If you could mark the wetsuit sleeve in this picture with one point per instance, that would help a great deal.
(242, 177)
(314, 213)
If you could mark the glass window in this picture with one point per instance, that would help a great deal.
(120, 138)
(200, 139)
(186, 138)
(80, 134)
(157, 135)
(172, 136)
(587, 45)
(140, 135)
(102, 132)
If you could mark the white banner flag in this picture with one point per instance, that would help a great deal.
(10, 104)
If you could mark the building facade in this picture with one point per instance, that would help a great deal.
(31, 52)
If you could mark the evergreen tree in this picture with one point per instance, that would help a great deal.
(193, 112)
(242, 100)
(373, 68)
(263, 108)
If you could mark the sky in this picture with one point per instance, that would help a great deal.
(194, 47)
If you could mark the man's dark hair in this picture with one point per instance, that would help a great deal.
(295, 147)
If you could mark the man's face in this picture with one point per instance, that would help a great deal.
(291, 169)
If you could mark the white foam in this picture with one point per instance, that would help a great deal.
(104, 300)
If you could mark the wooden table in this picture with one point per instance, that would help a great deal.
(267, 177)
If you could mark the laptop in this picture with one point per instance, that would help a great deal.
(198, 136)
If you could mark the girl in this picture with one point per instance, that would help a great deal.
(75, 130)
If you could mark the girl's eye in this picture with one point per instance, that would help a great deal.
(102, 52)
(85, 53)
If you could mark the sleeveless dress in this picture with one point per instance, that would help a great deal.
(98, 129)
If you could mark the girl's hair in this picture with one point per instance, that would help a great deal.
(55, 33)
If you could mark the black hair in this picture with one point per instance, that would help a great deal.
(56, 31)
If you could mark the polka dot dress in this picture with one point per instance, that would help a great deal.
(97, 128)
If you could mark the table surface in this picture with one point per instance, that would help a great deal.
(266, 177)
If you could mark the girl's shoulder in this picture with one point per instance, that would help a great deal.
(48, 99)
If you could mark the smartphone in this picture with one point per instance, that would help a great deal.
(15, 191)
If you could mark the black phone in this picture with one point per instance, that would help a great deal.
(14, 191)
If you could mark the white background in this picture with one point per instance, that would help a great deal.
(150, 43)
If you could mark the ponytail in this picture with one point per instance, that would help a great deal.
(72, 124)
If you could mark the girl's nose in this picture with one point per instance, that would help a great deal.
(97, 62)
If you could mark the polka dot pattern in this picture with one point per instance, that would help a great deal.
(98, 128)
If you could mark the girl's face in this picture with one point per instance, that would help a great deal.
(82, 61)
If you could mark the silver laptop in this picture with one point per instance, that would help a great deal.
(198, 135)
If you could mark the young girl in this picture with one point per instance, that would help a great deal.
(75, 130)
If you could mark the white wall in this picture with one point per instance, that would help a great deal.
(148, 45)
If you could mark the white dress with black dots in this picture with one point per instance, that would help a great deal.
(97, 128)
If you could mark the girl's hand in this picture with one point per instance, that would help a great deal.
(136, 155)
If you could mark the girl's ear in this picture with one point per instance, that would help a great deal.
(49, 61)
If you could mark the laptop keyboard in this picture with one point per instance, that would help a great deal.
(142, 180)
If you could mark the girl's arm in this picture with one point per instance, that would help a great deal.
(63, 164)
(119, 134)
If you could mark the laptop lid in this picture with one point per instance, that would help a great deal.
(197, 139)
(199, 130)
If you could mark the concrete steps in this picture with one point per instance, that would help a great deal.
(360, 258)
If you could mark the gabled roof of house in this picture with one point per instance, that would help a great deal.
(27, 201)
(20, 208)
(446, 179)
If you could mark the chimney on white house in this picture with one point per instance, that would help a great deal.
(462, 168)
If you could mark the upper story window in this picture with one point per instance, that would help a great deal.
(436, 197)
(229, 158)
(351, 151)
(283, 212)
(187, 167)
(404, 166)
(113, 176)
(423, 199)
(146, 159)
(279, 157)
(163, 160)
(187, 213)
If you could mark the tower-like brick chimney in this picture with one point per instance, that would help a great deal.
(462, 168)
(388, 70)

--

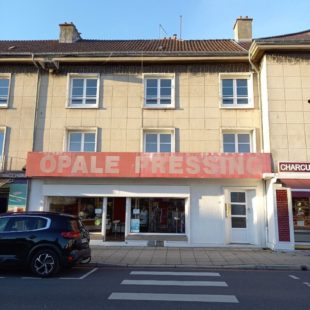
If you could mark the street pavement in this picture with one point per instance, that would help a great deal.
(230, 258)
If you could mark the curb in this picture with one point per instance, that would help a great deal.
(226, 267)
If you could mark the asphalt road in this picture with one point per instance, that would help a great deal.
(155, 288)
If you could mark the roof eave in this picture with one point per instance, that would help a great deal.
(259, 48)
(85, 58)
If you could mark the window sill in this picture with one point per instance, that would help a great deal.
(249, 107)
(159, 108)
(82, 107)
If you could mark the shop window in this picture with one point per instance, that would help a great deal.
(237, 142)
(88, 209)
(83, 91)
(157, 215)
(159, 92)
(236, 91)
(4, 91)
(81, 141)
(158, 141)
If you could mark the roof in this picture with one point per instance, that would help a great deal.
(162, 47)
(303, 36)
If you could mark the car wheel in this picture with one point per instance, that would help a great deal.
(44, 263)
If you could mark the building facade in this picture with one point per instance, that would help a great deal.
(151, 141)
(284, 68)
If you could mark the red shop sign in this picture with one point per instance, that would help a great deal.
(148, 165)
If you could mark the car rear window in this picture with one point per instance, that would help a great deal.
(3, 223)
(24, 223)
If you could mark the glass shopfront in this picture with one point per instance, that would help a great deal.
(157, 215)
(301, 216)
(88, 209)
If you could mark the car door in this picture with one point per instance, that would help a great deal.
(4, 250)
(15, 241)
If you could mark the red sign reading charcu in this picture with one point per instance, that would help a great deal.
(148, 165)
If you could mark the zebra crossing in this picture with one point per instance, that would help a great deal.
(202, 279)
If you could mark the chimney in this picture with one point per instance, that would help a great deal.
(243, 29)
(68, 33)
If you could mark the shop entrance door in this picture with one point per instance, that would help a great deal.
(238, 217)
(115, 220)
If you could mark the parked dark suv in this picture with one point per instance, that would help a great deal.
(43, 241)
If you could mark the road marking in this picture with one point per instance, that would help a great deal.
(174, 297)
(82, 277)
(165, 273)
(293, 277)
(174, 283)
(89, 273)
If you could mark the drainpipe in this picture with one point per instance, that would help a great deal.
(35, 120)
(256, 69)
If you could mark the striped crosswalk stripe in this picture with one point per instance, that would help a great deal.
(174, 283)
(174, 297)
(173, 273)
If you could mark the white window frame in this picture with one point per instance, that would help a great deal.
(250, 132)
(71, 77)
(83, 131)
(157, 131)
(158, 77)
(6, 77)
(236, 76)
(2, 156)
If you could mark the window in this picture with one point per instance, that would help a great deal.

**Your task:** Copy out the material word for word, starting with the line that contains "If you could mark the white window" and ending with the line that contains "If you could mark the window in", including both of those lines.

**Written answer:**
If you could mark the white window frame in this picture with one point per instance, that would help a great deal.
(250, 132)
(71, 77)
(83, 131)
(157, 131)
(158, 77)
(6, 77)
(236, 76)
(2, 156)
If you could mark the window in this picture with one point per instance, that would help a great deal.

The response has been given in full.